**TEXTE PROPOSÉ:**
····················

Ce mouvement de déportation et le dévoiement qui s’ensuit, à l’œuvre dans les photographies et les tableaux, opère également en la pratique installatoire de l’artiste qui joue de la contiguïté et de l’échange de registres divers tels la mise en diptyque d’une peinture et de sa reproduction digitale ou l’extraction du tableau d’un espace oculaire en forme de tondo, ensuite photocopié en noir et blanc, dont la rotondité libère encore davantage d’un sens induit d’accrochage et de lecture. A l’instar de ce qui se déroule dans les photographies, l’exposition (re)formule les éléments constitutifs d’un questionnement dialectique de l’image picturale. Son intitulé, La nuit du bal, lance une invite à la faculté du spectateur d’engager et d’aiguiser un regard fluide et actif et de franchir les écarts syntaxiques et topologiques de l’œuvre charriant nombre de renvois et de mises en abyme. Il induit tout autant une idée de latence, d’événement à venir, en relation étroite avec le phénomène d’occurrence des tableaux. Ce mode d’apparition progressive est particulièrement saillant dans la projection d’un carrousel de diapositives déclinant une suite de variations librement inspirées de l’effigie de Donald Duck et de sa ligne claire (“ Dove sono i Cattivi ? ”). A la succession de dessins déjà sensiblement animés d’une écriture quasi filmique, s’imprime une articulation cadencée qui, progressivement, libère une iconographie dérivant d’une image indicielle, dont la reproduction de détails ponctue le défilement de la projection et produit du lien là même où il indexe l’écart. Peut-être n’est-il pas ici sans intérêt de rappeler la pratique filmique de l’artiste et, au-delà, de pointer les rapports de montage et de dynamique interne qu’entretiennent ces dispositifs d’espace et de représentation que sont la peinture et le cinéma.

····················

**EXERCICES:**
a - Quels noms propres et quels titres le texte critique sur l'artiste cite-t-il ? Relevez-les tous.
b - Rédigez la suite du texte critique sur l'artiste, à partir de sa dernière phrase.
Les items ne sont d'aucune utilité ici.

[Données d'expressions référentielles sur photos]
····················

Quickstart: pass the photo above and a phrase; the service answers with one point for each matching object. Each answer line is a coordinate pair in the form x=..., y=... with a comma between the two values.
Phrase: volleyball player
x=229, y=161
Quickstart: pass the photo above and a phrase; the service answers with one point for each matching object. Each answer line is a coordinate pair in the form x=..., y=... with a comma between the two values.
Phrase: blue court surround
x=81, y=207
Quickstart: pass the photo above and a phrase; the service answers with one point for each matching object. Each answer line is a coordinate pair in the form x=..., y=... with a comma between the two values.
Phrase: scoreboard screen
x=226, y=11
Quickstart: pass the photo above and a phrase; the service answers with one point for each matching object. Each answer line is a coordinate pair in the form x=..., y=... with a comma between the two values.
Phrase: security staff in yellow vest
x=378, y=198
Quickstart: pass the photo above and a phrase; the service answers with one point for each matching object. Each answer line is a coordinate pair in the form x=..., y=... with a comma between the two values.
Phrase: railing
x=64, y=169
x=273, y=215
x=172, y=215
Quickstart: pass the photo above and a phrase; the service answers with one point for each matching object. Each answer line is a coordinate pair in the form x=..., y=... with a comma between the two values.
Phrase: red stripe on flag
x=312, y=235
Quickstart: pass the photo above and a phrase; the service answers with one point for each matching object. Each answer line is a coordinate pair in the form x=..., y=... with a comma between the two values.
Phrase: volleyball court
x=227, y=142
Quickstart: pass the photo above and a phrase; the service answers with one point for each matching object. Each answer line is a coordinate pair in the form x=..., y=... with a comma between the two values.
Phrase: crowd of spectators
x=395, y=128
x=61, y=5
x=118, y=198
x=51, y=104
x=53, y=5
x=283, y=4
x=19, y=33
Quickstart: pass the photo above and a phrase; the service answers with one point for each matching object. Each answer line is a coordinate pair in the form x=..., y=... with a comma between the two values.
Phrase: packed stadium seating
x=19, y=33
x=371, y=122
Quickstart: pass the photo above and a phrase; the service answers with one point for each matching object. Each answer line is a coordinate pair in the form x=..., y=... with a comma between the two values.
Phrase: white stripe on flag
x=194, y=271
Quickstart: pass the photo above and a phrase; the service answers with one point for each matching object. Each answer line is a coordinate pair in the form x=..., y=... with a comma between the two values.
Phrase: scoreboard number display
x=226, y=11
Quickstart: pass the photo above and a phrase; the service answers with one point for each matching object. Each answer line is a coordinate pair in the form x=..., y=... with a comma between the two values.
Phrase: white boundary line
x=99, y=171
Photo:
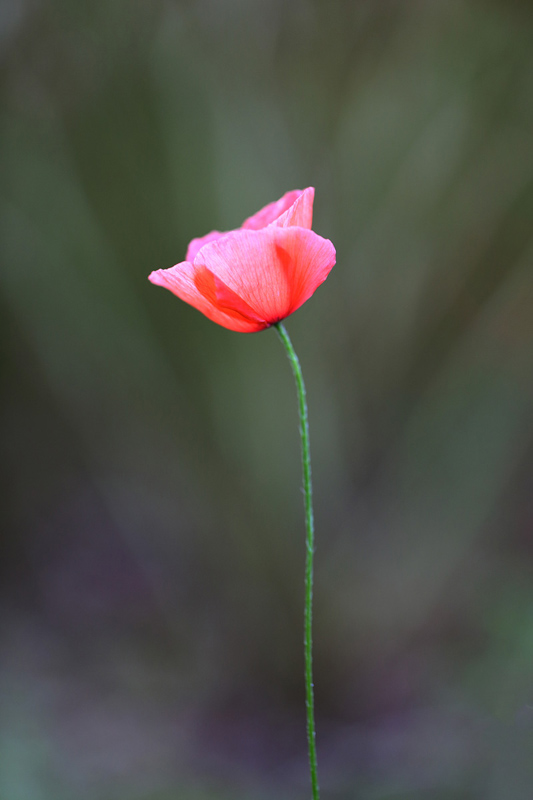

····················

**CORRIGÉ:**
a - La nuit du bal ; Donald Duck ; « Dove sono i Cattivi ? »

b -
I Cattivi, 2006, 40x40 cm , encre sur papier

L’oeuvre de Robert Suermondt, pour aussi pensée et articulée soit-elle, relève de la notion d’échange au sens ontologique du terme. Tant à distance de visions (dés)incarnées, d’expressions intérieures ou de mythologies individuelles que d’une filiation moderniste référencée, sa conception de l’art emprunte à l’idée d’interface, lui assignant ainsi une fonction d’échange, rendue possible en ce qu’il se tient précisément en deçà. Pourvoyeuse d’entrées et de lectures multiples et fécondes, cette peinture littéralement sans visage(s) n’a autre objet qu’elle-même, à savoir sa capacité intrinsèque à formuler du visible, autrement dit du sensible et de l’intelligible, par-delà les systèmes nécessairement connotés de représentation. Et d’offrir à l’amateur convié au tourbillon des images, une machine de vision, un dispositif scopique, à la fois critique et ludique, intelligent et jouissif.

Christine Jamart

Robert Suermondt, Paintings in the space. La nuit du bal, Fabian & Claude Walter Galerie.